> **PROBLEM**
Go through the following data and transcribe exactly the stretch of lines from the one holding "I need to find the man standing" to the one holding "I need to find the car tire", both included.
*** Opening of RECORDS FOR THIS TASK ***
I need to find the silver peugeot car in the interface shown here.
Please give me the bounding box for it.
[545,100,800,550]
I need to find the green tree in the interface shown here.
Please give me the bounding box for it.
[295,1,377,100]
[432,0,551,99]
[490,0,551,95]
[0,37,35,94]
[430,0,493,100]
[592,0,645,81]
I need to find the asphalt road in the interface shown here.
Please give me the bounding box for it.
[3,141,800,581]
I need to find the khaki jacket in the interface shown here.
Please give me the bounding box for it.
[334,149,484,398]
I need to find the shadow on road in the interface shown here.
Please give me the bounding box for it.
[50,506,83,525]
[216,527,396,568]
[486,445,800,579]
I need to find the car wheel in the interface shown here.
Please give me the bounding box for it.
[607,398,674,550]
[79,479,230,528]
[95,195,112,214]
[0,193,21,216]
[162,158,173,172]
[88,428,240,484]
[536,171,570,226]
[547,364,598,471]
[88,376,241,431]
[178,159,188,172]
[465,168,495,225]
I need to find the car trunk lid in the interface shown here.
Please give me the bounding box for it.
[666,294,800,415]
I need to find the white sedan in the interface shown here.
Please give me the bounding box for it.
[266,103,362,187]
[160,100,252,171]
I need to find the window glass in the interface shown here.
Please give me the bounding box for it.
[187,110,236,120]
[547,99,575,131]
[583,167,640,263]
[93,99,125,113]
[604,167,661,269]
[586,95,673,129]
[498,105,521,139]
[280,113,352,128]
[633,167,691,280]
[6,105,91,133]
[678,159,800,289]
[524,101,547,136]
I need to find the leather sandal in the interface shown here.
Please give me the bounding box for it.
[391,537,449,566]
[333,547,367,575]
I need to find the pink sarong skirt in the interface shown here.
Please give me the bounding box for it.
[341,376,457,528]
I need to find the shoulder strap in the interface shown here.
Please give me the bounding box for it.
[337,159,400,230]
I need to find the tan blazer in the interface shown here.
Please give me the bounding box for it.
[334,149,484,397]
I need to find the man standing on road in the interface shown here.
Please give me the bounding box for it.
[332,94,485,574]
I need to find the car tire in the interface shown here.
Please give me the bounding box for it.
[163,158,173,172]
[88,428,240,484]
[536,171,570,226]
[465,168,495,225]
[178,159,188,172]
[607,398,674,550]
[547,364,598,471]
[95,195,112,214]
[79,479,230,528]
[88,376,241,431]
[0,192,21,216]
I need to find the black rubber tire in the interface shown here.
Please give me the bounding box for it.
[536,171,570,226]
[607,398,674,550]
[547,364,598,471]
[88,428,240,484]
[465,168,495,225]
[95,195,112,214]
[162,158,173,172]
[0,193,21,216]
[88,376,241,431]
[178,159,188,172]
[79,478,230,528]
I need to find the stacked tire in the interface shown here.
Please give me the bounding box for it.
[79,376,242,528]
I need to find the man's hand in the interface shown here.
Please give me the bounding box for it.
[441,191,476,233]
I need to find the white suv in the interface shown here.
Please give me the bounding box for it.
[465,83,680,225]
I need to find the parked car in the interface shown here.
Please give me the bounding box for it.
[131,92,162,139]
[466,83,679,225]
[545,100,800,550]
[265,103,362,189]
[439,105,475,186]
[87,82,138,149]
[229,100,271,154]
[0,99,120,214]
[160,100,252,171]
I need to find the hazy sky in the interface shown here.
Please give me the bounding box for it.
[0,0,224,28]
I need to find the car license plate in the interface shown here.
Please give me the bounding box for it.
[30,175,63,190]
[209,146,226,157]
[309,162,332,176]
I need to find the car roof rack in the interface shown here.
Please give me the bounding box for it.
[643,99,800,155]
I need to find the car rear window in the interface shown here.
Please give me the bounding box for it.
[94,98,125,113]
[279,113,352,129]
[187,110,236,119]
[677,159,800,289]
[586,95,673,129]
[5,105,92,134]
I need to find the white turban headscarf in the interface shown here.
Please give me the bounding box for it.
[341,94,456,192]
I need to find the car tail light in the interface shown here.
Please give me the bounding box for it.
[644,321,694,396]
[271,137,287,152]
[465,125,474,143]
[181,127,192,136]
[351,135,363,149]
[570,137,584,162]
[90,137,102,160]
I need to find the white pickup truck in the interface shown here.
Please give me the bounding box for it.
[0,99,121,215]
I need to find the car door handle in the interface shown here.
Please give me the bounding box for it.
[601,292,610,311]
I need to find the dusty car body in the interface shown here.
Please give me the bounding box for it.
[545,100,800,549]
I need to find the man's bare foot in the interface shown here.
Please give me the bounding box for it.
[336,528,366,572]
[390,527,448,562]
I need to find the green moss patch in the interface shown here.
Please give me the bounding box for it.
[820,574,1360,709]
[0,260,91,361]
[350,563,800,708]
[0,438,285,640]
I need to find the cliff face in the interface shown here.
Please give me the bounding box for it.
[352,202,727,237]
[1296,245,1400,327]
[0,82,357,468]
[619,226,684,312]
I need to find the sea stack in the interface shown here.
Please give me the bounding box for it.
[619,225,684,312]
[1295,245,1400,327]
*** Close of RECORDS FOR THIS TASK ***
*** Opening of RECORDS FOR THIS TASK ***
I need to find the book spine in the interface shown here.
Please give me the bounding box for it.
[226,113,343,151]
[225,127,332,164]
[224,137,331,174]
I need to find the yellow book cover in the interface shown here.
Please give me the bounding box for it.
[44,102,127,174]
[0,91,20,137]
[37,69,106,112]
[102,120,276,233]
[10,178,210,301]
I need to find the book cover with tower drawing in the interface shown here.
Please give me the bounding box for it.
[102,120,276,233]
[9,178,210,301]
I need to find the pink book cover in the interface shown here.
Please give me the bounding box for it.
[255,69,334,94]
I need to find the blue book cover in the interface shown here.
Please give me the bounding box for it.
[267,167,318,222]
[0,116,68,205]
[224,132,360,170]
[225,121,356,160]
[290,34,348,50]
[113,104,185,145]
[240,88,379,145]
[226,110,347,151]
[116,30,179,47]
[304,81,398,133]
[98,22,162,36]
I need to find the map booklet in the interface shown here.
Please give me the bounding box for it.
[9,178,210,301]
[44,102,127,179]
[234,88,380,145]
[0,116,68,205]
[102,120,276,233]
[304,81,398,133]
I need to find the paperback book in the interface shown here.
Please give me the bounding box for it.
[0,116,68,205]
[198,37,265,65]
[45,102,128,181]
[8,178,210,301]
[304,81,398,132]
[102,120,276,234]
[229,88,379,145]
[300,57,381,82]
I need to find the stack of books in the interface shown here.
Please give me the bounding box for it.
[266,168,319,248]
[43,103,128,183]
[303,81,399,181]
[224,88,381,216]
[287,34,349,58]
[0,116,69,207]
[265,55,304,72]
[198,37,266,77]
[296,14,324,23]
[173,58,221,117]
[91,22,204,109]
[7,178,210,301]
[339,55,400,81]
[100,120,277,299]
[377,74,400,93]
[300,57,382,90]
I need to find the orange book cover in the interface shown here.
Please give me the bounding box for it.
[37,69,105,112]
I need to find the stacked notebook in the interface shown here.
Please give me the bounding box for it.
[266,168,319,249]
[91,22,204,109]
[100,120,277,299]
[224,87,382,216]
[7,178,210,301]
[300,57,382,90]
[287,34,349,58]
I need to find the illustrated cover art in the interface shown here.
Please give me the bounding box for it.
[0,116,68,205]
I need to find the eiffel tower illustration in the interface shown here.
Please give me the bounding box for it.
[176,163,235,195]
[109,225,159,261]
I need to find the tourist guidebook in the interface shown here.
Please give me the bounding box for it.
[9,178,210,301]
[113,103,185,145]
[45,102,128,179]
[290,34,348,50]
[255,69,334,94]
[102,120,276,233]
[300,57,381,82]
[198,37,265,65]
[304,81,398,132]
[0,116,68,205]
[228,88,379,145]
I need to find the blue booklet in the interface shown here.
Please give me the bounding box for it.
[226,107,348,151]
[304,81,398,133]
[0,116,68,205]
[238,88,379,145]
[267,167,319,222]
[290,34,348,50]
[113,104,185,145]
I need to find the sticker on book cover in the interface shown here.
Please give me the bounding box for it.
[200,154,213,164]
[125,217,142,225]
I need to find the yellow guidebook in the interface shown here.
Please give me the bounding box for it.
*** Close of RECORDS FOR THIS TASK ***
> **OUTPUT FOR THIS EXERCISE**
I need to find the man standing on road in the interface shown here.
Please give me the bounding box for it.
[332,94,485,574]
I need to find the car tire in the interface shown here.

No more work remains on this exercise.